[[ DOCUMENT SEGMENT open ]]
At this point, we have received no details regarding either the accident or the cruise guest’s injuries.

The Allure of the Seas left Miami on February 10th and called on Philipsburg, St. Maarten on February 13th. The ship arrived in San Juan, on February 14th. After this accident, the ship was delayed several hours leaving San Juan and arrived at the private destination in Labadee, Haiti yesterday. The Allure will return  to Miami tomorrow.

There have been at least seven bus excursions throughout the Caribbean in the last ten years where Royal Caribbean and Celebrity Cruises passengers have been killed or seriously injured, including the following incidents:

In 2017 and 2016, there were bus excursion accidents in Mexico and Jamaica which involved the deaths and serious injuries of dozens of cruise passengers.

In January 2017, a Celebrity Cruises excursion bus collided with a car during a cruise sponsored trip in New Zealand, leaving a half dozen cruise passengers from the Celebrity Solstice seriously injured.
[[ DOCUMENT SEGMENT closed ]]
#### INSTRUCTIONS
1. According to the cruise bus accidents passage, on what date did the Allure of the Seas arrive in San Juan?
2. Copy the cruise bus accidents passage word for word from "The Allure of" up to and including "to Miami tomorrow.".
[[ RECORD EXCERPTS open ]]
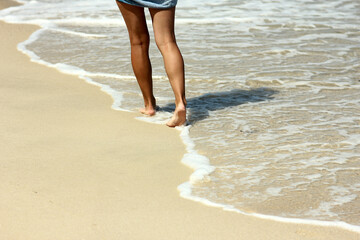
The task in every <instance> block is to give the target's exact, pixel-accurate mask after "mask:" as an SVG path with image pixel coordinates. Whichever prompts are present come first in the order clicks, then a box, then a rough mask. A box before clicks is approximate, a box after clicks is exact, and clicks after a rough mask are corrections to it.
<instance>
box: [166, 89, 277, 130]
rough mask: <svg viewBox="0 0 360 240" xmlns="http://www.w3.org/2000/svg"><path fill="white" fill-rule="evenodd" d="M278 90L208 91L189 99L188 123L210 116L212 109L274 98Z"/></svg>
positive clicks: (236, 90) (203, 118) (173, 110)
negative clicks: (218, 91)
mask: <svg viewBox="0 0 360 240" xmlns="http://www.w3.org/2000/svg"><path fill="white" fill-rule="evenodd" d="M277 92H278V91H275V90H273V89H270V88H256V89H251V90H242V89H233V90H231V91H224V92H215V93H206V94H204V95H201V96H198V97H193V98H189V99H187V103H188V105H187V108H188V112H189V117H188V123H189V124H191V125H194V124H195V123H196V122H198V121H201V120H204V119H206V118H208V117H209V115H210V112H211V111H217V110H221V109H225V108H229V107H233V106H238V105H242V104H246V103H249V102H261V101H266V100H271V99H273V95H274V94H276V93H277ZM174 110H175V104H168V105H166V106H164V107H161V110H160V111H165V112H173V111H174Z"/></svg>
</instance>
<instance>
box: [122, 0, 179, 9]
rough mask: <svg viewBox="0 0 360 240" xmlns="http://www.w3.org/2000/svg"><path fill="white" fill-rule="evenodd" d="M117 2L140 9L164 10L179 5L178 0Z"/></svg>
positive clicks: (122, 1)
mask: <svg viewBox="0 0 360 240" xmlns="http://www.w3.org/2000/svg"><path fill="white" fill-rule="evenodd" d="M116 1H118V2H123V3H127V4H130V5H134V6H138V7H148V8H164V9H165V8H171V7H175V6H176V4H177V0H116Z"/></svg>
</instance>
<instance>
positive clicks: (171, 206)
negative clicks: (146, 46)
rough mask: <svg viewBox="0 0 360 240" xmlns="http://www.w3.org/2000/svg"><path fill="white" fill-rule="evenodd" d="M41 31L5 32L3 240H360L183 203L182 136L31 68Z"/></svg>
mask: <svg viewBox="0 0 360 240" xmlns="http://www.w3.org/2000/svg"><path fill="white" fill-rule="evenodd" d="M7 6H11V2H10V1H5V0H1V4H0V7H7ZM36 29H37V27H35V26H31V25H13V24H6V23H3V22H0V33H1V36H2V37H1V40H0V41H1V43H0V52H1V56H0V102H1V105H0V141H1V145H0V158H1V159H0V240H32V239H34V240H45V239H49V240H50V239H51V240H56V239H62V240H64V239H66V240H80V239H85V240H91V239H94V240H102V239H104V240H112V239H114V240H115V239H116V240H119V239H125V240H128V239H129V240H130V239H139V240H140V239H141V240H143V239H150V240H151V239H154V240H155V239H156V240H162V239H179V240H186V239H194V240H201V239H206V240H211V239H216V240H219V239H226V240H229V239H246V240H252V239H261V240H264V239H286V240H291V239H316V240H320V239H324V240H325V239H326V240H330V239H341V240H345V239H359V238H360V235H359V234H358V233H354V232H349V231H345V230H342V229H340V228H334V227H317V226H310V225H301V224H284V223H280V222H275V221H269V220H262V219H258V218H254V217H249V216H244V215H241V214H237V213H233V212H225V211H223V210H221V209H218V208H211V207H207V206H204V205H201V204H199V203H195V202H192V201H188V200H185V199H182V198H180V197H179V193H178V192H177V190H176V187H177V186H178V185H179V184H180V183H182V182H184V181H186V180H187V179H188V177H189V175H190V173H191V171H190V170H189V169H187V168H186V167H185V166H183V165H181V164H180V160H181V158H182V156H183V154H184V146H183V144H182V143H181V141H180V138H179V133H178V131H176V130H173V129H169V128H167V127H165V126H160V125H153V124H148V123H143V122H140V121H137V120H135V119H134V117H135V116H136V114H131V113H123V112H117V111H114V110H112V109H111V108H110V106H111V103H112V99H111V98H110V97H109V96H108V95H106V94H105V93H103V92H101V91H100V90H99V88H98V87H96V86H92V85H89V84H87V83H85V82H84V81H83V80H81V79H78V78H77V77H75V76H69V75H64V74H61V73H60V72H58V71H57V70H55V69H51V68H48V67H45V66H42V65H38V64H36V63H32V62H30V59H29V58H28V57H27V56H25V55H24V54H22V53H20V52H19V51H17V50H16V45H17V43H19V42H21V41H24V40H25V39H27V38H28V36H29V35H30V34H31V33H32V32H33V31H35V30H36ZM284 204H288V203H284Z"/></svg>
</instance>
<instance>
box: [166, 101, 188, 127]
mask: <svg viewBox="0 0 360 240" xmlns="http://www.w3.org/2000/svg"><path fill="white" fill-rule="evenodd" d="M185 122H186V108H185V106H182V107H177V108H176V109H175V111H174V115H173V116H172V118H171V119H170V121H168V122H167V123H166V125H167V126H168V127H176V126H181V125H183V124H184V123H185Z"/></svg>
[[ RECORD EXCERPTS closed ]]
#### SOLUTIONS IN ORDER
1. February 14th.

2.
The Allure of the Seas left Miami on February 10th and called on Philipsburg, St. Maarten on February 13th. The ship arrived in San Juan, on February 14th. After this accident, the ship was delayed several hours leaving San Juan and arrived at the private destination in Labadee, Haiti yesterday. The Allure will return  to Miami tomorrow.